Request: Locate every line in the entries below that contains the string "white", and copy each of those lines in the order they appear.

(Image point annotation entries)
╔══
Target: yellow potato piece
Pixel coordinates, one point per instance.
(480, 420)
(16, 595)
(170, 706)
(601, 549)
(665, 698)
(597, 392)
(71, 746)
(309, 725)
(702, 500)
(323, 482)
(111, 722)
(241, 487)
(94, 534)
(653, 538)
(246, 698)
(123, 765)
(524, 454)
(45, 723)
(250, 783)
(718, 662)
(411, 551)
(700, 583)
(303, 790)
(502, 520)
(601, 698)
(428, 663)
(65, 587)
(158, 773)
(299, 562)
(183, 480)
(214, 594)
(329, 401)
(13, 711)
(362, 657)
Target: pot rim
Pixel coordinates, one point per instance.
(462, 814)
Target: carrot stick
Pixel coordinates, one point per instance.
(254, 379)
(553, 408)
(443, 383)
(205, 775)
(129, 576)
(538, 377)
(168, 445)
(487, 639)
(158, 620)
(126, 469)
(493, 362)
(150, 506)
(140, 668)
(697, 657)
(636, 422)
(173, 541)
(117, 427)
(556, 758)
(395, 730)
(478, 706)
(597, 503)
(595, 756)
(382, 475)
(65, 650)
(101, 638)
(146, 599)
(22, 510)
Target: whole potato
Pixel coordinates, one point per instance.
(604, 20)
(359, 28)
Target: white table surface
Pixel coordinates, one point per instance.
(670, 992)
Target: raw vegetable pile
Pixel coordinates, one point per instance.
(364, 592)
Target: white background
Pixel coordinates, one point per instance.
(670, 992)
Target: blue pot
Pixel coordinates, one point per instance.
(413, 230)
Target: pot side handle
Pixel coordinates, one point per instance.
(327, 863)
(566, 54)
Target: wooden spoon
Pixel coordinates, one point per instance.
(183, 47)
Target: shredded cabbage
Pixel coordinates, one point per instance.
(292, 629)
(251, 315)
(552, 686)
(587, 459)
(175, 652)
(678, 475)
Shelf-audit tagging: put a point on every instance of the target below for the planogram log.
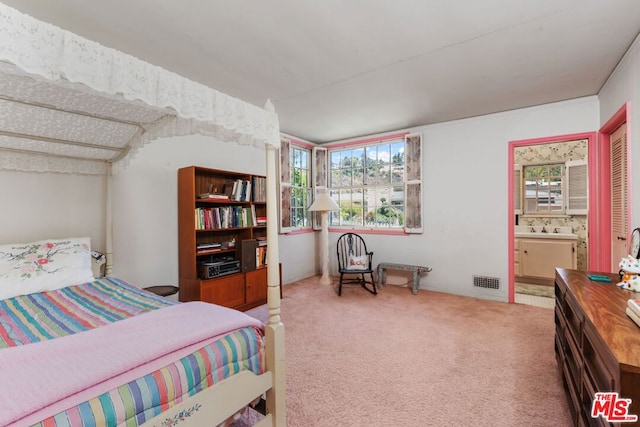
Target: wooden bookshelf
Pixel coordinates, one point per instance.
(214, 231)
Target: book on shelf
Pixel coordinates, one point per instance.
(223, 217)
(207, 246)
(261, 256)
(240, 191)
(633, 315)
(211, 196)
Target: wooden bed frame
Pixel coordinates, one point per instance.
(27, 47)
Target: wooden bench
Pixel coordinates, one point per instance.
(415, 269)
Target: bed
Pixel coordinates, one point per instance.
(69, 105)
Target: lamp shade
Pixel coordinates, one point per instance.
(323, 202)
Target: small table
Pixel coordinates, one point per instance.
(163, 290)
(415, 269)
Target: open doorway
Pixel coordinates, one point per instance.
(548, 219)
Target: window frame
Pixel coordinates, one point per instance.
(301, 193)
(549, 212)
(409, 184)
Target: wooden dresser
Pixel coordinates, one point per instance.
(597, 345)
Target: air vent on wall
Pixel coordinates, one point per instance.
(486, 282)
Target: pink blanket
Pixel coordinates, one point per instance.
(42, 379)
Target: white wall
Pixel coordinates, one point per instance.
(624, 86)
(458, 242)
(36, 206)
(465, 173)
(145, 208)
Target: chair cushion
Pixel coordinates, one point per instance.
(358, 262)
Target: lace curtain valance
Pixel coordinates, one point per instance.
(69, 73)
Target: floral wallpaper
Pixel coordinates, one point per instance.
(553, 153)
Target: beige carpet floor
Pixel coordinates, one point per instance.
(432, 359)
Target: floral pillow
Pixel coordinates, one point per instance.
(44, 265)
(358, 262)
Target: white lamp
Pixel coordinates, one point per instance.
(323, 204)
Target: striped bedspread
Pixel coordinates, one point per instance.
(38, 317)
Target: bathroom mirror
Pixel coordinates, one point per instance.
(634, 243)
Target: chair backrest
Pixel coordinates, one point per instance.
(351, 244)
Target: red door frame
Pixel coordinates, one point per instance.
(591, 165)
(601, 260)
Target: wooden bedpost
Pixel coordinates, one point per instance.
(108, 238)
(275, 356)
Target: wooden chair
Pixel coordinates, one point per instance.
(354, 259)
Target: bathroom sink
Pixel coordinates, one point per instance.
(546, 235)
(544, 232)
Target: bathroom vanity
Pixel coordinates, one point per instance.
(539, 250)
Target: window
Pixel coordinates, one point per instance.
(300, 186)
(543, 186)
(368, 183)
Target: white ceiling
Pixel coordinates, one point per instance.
╚══
╔══
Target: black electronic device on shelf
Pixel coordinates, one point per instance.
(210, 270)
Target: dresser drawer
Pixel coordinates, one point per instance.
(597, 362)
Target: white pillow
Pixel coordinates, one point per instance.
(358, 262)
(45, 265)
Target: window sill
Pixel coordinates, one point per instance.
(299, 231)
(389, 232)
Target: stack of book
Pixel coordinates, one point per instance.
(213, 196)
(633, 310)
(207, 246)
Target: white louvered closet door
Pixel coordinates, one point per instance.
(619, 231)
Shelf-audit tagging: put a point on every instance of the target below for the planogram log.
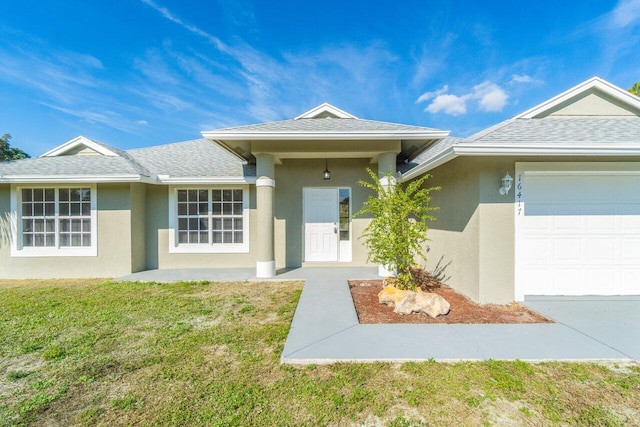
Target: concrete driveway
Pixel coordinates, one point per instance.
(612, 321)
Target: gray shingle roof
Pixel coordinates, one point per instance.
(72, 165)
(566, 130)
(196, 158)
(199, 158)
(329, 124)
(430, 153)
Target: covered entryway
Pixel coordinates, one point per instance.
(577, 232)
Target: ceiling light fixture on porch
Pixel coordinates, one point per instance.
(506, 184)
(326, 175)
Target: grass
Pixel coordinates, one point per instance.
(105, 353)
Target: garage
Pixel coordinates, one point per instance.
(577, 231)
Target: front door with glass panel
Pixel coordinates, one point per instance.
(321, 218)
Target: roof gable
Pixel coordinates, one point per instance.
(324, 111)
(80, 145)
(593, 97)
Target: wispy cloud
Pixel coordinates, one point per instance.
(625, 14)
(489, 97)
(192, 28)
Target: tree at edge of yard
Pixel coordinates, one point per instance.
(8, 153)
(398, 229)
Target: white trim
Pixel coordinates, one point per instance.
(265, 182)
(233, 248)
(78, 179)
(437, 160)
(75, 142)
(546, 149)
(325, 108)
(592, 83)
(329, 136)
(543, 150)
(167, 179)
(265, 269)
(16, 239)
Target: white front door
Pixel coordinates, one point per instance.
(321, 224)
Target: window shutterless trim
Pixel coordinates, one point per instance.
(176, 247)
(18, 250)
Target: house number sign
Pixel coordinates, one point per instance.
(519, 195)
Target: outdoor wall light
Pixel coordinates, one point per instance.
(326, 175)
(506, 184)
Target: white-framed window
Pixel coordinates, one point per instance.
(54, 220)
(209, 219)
╚══
Answer to this problem:
Target: white table surface
Target: white background
Target: white wall
Target: white lamp
Target: white ceiling
Target: white pillow
Target: white louvered closet door
Target: white trim
Target: white front door
Target: white-framed window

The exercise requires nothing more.